__GIVEN TEXT__:
▬▬▬▬▬▬

Senators try again for hate crimes bill
Bill identical to measure defeated in 2002

Lou Chibbaro Jr.
Friday, May 09, 2003

Supporters of a federal hate crimes law reintroduced the same measure last week that went down to defeat in a Senate procedural vote in June 2002. However, they failed to reach a compromise with Republican opponents that might have ensured passage in the Senate.

Republican and Democratic supporters of the bill, S. 966, the Local Law Enforcement Enhancement Act of 2003, say at least 60 senators have expressed support for the legislation, and they expect the measure to come up for a vote during this session of Congress.

The bill would authorize the federal government to prosecute hate crimes based on a victim's sexual orientation, gender and disability. It calls for amending an existing law that allows the federal government to prosecute hate crimes based only on a person's race, religion and ethnicity.

Senators Edward Kennedy (D-Mass.), Gordon Smith (R-Ore.) and Arlen Specter (R-Penn.) introduced the latest version of the bill on May 1. Forty-six more senators signed on as co-sponsors.

"No member of society — no one — deserves to be the victim of a violent crime committed because of their race, religion, their sexual orientation, or for any other reason," Kennedy said at a news conference. "Hate crimes are a violation of everything our country stands for."

"We need to add the category of sexual orientation because it is so critical that we say to our lesbian and gay brothers and sisters that we care about you, we include you, we want to defend you," the Associated Press quoted Smith, a Republican, as saying. "And we want to say that there is no family value to be served in opposing hate crime legislation."

▬▬▬▬▬▬

__DATA LISTING__:
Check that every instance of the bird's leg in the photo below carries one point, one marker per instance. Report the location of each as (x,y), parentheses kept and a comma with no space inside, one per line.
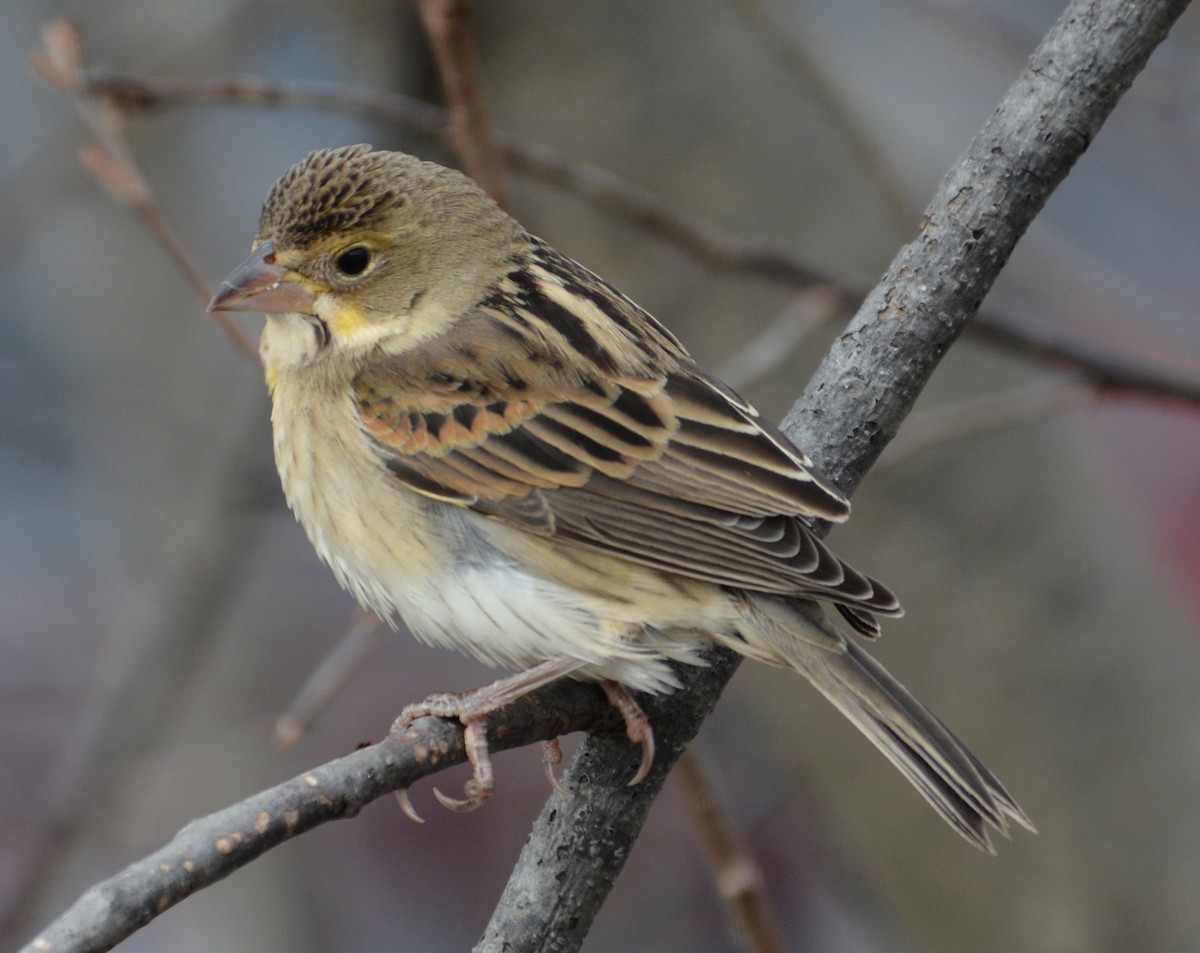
(637,725)
(472,709)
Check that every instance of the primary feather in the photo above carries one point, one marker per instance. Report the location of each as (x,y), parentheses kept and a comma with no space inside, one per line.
(481,435)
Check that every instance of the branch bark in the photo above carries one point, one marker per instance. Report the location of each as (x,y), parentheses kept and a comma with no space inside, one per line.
(853,406)
(847,414)
(211,847)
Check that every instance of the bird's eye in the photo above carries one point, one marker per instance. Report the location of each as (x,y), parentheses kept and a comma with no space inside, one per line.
(353,261)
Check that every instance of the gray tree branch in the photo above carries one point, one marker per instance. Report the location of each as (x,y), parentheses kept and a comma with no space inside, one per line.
(850,411)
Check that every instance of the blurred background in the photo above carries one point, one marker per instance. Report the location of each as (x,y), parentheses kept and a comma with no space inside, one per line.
(159,606)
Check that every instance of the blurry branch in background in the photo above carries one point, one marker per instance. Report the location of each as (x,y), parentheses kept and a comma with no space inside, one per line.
(796,59)
(1108,370)
(736,874)
(111,161)
(985,413)
(448,29)
(211,847)
(328,678)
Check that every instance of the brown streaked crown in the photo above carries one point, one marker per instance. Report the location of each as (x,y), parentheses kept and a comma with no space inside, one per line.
(333,190)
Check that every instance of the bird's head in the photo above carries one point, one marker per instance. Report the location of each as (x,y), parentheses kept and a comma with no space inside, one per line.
(360,249)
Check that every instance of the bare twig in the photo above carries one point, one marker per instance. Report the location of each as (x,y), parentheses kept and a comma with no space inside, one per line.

▬▬▬▬▬▬

__EXERCISE TASK__:
Edit the stretch of the hate crimes bill article from "Lou Chibbaro Jr." through "religion and ethnicity." so that "national government" takes the place of "federal government", and write out that whole stretch. This data has nothing to do with the hate crimes bill article.

__SOLUTION TO THIS EXERCISE__:
Lou Chibbaro Jr.
Friday, May 09, 2003

Supporters of a federal hate crimes law reintroduced the same measure last week that went down to defeat in a Senate procedural vote in June 2002. However, they failed to reach a compromise with Republican opponents that might have ensured passage in the Senate.

Republican and Democratic supporters of the bill, S. 966, the Local Law Enforcement Enhancement Act of 2003, say at least 60 senators have expressed support for the legislation, and they expect the measure to come up for a vote during this session of Congress.

The bill would authorize the national government to prosecute hate crimes based on a victim's sexual orientation, gender and disability. It calls for amending an existing law that allows the national government to prosecute hate crimes based only on a person's race, religion and ethnicity.